Costumbres argentinas
La primera película de Fassbinder que se estrenó en Buenos Aires (con un par de tijeretazos de censura) fue El matrimonio de Maria Braun, en 1979. Los argentinos no estábamos entonces (cuando hasta Solos en la madrugada podía parecer una película “de denuncia”) preparados para evaluar la radicalidad de ese cine que venía a poner en entredicho todas las formas de autoritarismo y de complacencia. Luego (la marea fassbinderiana nos salvó de la imbecilidad total de la Dictadura) se estrenaron Lola, Lili Marlene, Desesperación, Bolwieser, La ansiedad de Verónica Voss y, ya en democracia, Querelle. De modo que la retrospectiva que ahora se nos regala saca al gran artista alemán del circuito de cineclubes al que parecía condenado y gracias al cual –junto con la programación de televisión por cable– pudieron conocerse títulos como El amor es más frío que la muerte, Dioses de la peste o Katzelmacher.
El régimen de lectura que exige el cine de Fassbinder es siempre sobrehumano. No hay manera de ponerse a la altura de ese destello que, como una supernova, ilumina el cielo entero del arte del siglo XX: sólo es posible a partir de la disciplina absoluta o la manía adictiva. En todo caso, lo que nos llevará en peregrinación diaria a la sala Leopoldo Lugones (lo que nos salvará de la idiotez total de la cultura de estos tiempos) será una seriedad simétrica a la que Fassbinder puso en juego para hacer esa extraña mezcla de deseo animal e ingeniería de alta precisión que son sus películas.
Hacer una escena
La radicalidad del cine de Fassbinder no es solamente temática, y tampoco conviene tenerlo en cuenta sólo como un más allá de perfección formal –eso que sus detractores (pobres ellos) denuncian como “manierismo”–. Fassbinder es grande entre los grandes porque, en el contexto de una avanzada sociedad de consumo, consigue hacer del cine una experiencia estética. “El máximo logro –dijo en alguna entrevista– consistiría en que una película de entretenimiento al mismo tiempo transmitiera, como al pasar, contenidos políticos.” Pero más allá de esos contenidos “políticos como al pasar”, el cine de Fassbinder es político por el modo en que supo imponerse como una obra personal en el seno de la industria cultural.
....................
INSTRUCCIÓN DADA = Prolonga el texto sobre el cine de Fassbinder a partir de su última oración. Los datos son un material independiente del texto sobre Fassbinder.

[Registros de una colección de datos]
....................
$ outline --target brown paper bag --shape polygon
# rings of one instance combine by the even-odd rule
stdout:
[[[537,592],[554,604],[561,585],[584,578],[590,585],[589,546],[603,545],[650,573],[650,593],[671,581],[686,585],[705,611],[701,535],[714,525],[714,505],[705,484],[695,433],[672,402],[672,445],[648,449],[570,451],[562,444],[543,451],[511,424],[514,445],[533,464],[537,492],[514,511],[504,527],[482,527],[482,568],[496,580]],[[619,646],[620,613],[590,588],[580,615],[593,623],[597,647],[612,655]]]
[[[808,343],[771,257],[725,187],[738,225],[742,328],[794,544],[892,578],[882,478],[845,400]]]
....................
RESPUESTA A LA TAREA =
Katzelmacher costó 80 mil marcos alemanes y obtuvo 650 mil en premios. Dos años después, la película recibía además un subsidio de 300 mil marcos. No debe haber muchos ejemplos de películas cuyos ingresos decupliquen su costo. Llegó a ser el director alemán mejor pago de su tiempo. Pero a Fassbinder (que gastó todo lo que tuvo en un potlatch perpetuo) no le importaba el éxito de sus películas sino la situación de hacerlas (“En lo que a mí respecta, pueden olvidarse después”). La única película que a Fassbinder podía importarle era la película todavía no hecha, la película futura. Alguna vez un productor le ofreció un contrato millonario durante cinco años, con la condición de que no hiciera más que una película anual. No le interesó. Dijo: “¿Qué iba yo a hacer el resto del año?” Sólo sus absurdamente breves tiempos de rodaje podían garantizarle la intensidad que buscaba: Katzelmacher se rodó en 9 días, Las amargas lágrimas de Petra von Kant en 10, Desesperación (todo un record) en 41, Querelle en 22 (aburrido del rodaje, el cineasta decidió acortarlo tres días, modificando el guión original e improvisando la puesta).
Era como si Fassbinder (que venía del teatro) sólo pudiera concebir el rodaje como un momento de ese teatro de la crueldad generalizado del cual era a la vez guionista, puestista, actor y espectador. Hacía películas no para encontrar su identidad, como se ha dicho, sino precisamente para perderla: para perderse él o quedar sólo como el nombre de una experiencia artística.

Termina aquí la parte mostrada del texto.